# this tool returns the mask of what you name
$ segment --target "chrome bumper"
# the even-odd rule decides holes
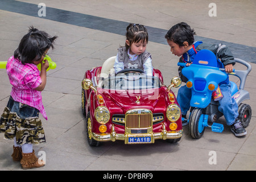
[[[163,124],[163,130],[160,133],[151,133],[147,134],[128,134],[125,133],[125,134],[117,134],[114,130],[114,126],[113,125],[112,132],[110,133],[92,133],[92,138],[97,141],[104,142],[104,141],[113,141],[115,142],[117,140],[125,140],[125,143],[127,144],[128,138],[130,136],[151,136],[152,143],[155,142],[155,139],[163,139],[166,140],[167,139],[175,139],[181,137],[183,134],[183,130],[180,130],[176,131],[167,131]]]

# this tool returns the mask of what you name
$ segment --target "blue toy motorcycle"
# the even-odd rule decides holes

## [What to do]
Change every "tool" in the rows above to "command" and leave the rest of the text as it is. Leave the pictures out of your answer.

## [Response]
# this command returns the mask of what you name
$ segment --target "chrome bumper"
# the even-odd rule decides holes
[[[163,124],[163,130],[160,133],[151,133],[147,134],[128,134],[125,133],[125,134],[117,134],[114,130],[114,126],[113,125],[112,132],[110,133],[92,133],[92,138],[97,141],[104,142],[104,141],[113,141],[115,142],[117,140],[125,140],[125,143],[127,144],[128,138],[130,136],[151,136],[152,143],[155,142],[155,139],[163,139],[166,140],[167,139],[175,139],[181,137],[183,134],[183,130],[180,130],[176,131],[167,131]]]

# this command returns the mask of what you name
$ segment --target "blue toy motorcycle"
# the even-odd rule decides holes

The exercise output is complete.